PROVIDED MATERIAL:
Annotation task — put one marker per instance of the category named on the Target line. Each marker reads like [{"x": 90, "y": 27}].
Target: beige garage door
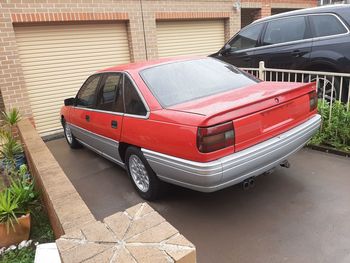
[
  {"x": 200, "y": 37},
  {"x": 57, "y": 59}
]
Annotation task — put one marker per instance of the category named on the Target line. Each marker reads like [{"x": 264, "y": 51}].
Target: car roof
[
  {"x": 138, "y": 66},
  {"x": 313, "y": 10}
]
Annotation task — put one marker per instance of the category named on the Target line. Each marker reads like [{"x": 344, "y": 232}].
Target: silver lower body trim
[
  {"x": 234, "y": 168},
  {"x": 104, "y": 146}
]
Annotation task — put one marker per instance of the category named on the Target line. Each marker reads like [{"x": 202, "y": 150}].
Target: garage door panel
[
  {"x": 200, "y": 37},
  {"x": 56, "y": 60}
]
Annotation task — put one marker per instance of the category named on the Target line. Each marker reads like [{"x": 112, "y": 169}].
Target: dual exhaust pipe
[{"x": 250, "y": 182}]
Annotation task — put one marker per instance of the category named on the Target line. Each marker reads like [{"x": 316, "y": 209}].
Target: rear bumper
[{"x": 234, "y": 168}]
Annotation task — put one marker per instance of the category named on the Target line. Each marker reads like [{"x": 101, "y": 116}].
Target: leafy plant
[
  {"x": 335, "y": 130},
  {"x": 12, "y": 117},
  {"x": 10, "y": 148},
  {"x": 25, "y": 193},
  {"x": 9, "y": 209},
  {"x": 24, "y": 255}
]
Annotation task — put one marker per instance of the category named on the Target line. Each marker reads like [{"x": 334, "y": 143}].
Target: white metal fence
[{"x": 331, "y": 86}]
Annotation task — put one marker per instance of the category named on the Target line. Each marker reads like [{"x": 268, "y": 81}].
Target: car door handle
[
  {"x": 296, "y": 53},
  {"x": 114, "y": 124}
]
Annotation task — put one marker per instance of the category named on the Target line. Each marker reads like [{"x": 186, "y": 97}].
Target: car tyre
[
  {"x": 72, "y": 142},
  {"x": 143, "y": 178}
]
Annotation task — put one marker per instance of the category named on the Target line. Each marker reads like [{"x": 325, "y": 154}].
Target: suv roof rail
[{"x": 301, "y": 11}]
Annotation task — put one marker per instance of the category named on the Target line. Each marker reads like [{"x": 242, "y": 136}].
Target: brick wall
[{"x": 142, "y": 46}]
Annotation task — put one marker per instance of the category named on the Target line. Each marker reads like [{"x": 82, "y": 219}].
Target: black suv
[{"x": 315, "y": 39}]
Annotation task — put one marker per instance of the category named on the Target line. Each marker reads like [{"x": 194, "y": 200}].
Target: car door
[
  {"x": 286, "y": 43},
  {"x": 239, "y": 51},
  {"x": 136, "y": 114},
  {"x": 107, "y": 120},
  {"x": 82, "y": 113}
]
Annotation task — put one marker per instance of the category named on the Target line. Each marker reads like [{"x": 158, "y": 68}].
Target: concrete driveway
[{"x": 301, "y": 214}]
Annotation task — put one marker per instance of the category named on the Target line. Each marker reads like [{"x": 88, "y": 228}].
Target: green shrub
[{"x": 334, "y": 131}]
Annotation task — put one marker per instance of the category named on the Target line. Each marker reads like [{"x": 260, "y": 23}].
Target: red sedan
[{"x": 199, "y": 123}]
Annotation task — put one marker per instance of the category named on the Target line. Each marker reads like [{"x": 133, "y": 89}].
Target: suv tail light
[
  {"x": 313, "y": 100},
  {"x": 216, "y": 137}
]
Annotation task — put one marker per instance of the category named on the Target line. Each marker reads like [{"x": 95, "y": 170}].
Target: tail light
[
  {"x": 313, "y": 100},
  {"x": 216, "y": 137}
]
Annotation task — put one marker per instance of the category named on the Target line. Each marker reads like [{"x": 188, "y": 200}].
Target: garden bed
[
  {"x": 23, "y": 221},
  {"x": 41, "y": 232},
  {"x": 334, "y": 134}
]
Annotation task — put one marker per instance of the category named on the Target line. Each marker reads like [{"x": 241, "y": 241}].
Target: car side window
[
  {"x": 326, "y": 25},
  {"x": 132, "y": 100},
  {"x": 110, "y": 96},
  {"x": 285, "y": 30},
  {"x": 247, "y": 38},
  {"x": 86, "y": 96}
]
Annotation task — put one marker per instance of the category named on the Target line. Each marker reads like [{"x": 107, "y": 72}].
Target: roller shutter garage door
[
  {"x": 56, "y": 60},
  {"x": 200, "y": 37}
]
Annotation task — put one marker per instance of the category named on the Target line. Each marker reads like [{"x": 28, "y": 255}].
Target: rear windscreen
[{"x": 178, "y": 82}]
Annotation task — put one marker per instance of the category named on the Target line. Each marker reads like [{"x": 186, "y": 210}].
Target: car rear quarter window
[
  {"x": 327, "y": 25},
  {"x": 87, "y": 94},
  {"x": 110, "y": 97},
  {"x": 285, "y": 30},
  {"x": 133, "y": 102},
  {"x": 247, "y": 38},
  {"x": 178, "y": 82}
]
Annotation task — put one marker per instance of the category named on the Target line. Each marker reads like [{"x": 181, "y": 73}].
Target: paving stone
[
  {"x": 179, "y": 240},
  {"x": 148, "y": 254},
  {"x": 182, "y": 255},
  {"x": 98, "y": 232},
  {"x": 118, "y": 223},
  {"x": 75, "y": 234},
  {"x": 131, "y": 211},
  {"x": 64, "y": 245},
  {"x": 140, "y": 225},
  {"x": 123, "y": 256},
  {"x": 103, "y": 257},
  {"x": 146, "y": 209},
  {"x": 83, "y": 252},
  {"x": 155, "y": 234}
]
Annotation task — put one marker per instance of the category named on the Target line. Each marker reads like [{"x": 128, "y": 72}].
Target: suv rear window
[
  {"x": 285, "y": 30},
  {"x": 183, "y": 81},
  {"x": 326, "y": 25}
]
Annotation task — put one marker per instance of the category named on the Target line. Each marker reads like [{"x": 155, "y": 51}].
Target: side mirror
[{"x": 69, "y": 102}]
...
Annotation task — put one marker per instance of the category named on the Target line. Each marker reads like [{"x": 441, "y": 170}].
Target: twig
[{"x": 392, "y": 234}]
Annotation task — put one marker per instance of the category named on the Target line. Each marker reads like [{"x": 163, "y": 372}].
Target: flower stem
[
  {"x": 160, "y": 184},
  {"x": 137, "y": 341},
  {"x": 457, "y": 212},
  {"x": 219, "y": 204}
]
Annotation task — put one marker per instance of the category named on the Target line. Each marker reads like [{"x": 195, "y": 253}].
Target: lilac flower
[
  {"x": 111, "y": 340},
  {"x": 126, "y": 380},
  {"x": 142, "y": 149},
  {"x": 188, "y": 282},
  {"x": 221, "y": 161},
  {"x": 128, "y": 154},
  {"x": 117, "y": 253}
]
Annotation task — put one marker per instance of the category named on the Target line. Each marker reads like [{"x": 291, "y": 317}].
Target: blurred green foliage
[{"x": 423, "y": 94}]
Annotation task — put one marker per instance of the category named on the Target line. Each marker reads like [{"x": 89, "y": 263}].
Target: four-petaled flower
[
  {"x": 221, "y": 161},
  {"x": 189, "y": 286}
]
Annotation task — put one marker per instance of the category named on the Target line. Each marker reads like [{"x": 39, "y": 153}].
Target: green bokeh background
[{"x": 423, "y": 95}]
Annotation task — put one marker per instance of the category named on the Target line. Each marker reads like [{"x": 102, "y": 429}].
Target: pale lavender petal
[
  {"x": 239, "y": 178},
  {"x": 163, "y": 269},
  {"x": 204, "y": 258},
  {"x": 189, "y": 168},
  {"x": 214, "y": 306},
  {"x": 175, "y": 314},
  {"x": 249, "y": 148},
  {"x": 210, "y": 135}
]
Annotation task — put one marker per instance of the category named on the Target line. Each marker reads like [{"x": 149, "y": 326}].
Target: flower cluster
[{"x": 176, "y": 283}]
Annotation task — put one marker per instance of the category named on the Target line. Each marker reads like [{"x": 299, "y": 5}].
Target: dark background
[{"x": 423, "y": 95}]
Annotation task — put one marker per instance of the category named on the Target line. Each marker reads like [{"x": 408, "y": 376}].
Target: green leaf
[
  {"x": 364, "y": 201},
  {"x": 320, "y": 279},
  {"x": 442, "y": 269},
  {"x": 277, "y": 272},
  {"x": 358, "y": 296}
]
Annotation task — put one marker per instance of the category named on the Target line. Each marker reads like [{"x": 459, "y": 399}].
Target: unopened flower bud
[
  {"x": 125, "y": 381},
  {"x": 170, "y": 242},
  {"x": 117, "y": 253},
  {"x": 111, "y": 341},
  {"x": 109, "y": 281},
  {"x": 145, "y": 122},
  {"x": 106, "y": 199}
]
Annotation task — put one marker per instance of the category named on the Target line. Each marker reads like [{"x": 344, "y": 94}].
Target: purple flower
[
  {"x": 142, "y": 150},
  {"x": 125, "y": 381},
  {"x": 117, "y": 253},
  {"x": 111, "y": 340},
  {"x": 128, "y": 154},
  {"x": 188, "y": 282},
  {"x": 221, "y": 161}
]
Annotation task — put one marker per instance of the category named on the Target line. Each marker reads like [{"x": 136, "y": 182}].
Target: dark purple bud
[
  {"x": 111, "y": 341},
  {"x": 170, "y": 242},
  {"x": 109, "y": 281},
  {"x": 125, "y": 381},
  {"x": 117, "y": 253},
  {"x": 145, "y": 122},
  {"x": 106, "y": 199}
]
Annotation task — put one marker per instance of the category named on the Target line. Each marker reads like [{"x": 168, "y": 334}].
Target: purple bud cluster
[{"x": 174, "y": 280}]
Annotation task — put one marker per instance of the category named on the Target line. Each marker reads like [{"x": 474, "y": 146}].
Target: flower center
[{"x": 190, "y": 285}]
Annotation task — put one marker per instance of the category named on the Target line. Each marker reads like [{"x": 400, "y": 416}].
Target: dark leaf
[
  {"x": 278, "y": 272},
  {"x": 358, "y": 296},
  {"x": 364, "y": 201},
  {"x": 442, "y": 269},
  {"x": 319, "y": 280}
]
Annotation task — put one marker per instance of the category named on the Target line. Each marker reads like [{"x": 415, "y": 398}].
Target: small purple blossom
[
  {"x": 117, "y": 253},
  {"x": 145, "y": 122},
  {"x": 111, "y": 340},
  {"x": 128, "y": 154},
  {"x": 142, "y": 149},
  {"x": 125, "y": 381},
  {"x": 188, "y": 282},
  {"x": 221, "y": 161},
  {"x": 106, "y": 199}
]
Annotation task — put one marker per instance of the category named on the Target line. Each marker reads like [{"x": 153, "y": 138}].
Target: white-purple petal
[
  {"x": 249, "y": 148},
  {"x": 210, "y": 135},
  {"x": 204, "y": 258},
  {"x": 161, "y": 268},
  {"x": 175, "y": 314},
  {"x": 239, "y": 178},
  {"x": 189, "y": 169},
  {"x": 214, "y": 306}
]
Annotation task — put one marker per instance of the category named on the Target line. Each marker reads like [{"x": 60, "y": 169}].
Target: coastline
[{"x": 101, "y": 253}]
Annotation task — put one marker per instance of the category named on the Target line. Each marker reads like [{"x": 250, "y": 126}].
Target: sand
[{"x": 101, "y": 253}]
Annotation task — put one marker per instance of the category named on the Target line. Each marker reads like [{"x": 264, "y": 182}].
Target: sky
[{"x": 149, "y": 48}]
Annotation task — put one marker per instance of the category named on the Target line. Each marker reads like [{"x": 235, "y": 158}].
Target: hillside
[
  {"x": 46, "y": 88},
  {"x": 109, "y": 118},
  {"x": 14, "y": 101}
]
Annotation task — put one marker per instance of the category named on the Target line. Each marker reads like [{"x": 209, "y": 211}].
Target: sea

WHAT NEEDS TO BE DONE: Count the lines across both blocks of rows above that contain the string "background", and reply with only that number.

RESULT: 2